What would a generation of kids look like who weren’t allowed to daydream? Who weren’t allowed to play? Who were not allowed to suspend and value their childhood for just that–being a child?
According to Piaget’s Cognitive Development Theory, we hit developmental milestones as we mature, if we do not successful complete those stages, our development remains stagnant. If we do not successfully complete the Sensorimotor Stage, we do not have faith that objects exist even if hidden. If we do not successfully complete the Preoperational Stage, we have difficulty taking the viewpoint of others. If we do not successfully complete the Concrete Operational Stage, then our logical representations and understandings of the world are inhibited.
I sometimes fear what this world would look like–a world in which children are not allowed to have childhoods, but then I think to myself, perhaps we are already here–a world where kids grow up, playing on iPads, where the ends to their stories are already created, and the kid doesn’t have to imagine how it might end–a world where kids are asked to start reading at age 3, and skip out on learning to share, learning to organize, learning to interact with other kids–a world where parents have chronicled their kids’ whole life on InstaGram, and the kid has already learned the skill of ‘posing for a pictures’ by age 7.
And, what is the result of this world? A world of the highest anxiety we’ve ever experienced? The most apathetic generation? A world of immature adults–because they never were allowed to experience those very important childhood milestones.
I think people, like Fred Rogers, and writers, like Harper Lee and Mark Twain (among many others), knew the importance of holding this childhood space–of not rushing our kids too quickly through to adulthood. This is why Scout cusses in front of Aunt Alexandra–she is understanding the boundaries of her childhood, and why we see her call out Mr. Cunningham in the mob. This is why we see Tom Sawyer and Huck Finn playing cops and robbers, and designing an elaborate plan to help Jim escape–of course, there certainly are undertones of morality and The Conscience in these games, but the kids don’t immediately recognize it for anything other than play and entertainment. In these stories, Scout and Huck are allowed to reside in their childhood stages–it is not the people–their parents/guardians, the school system–who ask these children to be anything other than the age in which they are.
I don’t know for sure, but I think both Scout and Huck Finn turn out to be decent people?

§ **What is asked**
**A)** Rewrite everything in the piece on childhood from "According to Piaget’s" down to "world are inhibited.", swapping "Sensorimotor Stage" for "Sensory-Motor Stage".
**B)** Decide whether each statement agrees with the piece on childhood, answering yes or no and quoting the words that settle it: (i) failing to complete the Preoperational Stage makes it hard to take the viewpoint of others; (ii) kids are asked to start reading at age 5; (iii) Harper Lee is named among writers who knew the importance of holding the childhood space.

§ **Data shown**
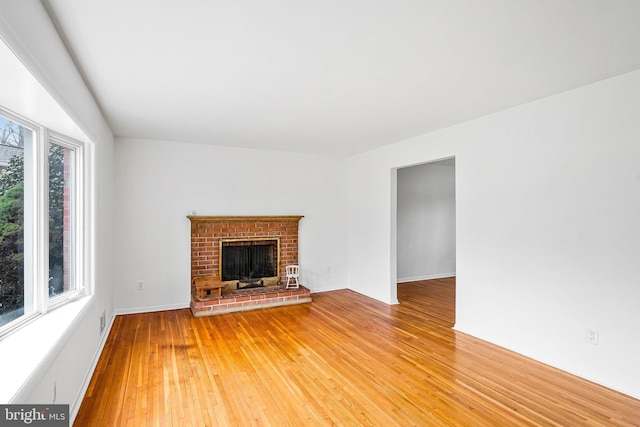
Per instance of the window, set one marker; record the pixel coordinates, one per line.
(40, 218)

§ **Task responses**
**A)**
According to Piaget’s Cognitive Development Theory, we hit developmental milestones as we mature, if we do not successful complete those stages, our development remains stagnant. If we do not successfully complete the Sensory-Motor Stage, we do not have faith that objects exist even if hidden. If we do not successfully complete the Preoperational Stage, we have difficulty taking the viewpoint of others. If we do not successfully complete the Concrete Operational Stage, then our logical representations and understandings of the world are inhibited.

**B)**
(i) Yes: "If we do not successfully complete the Preoperational Stage, we have difficulty taking the viewpoint of others."
(ii) No: "a world where kids are asked to start reading at age 3"
(iii) Yes: "writers, like Harper Lee and Mark Twain (among many others), knew the importance of holding this childhood space"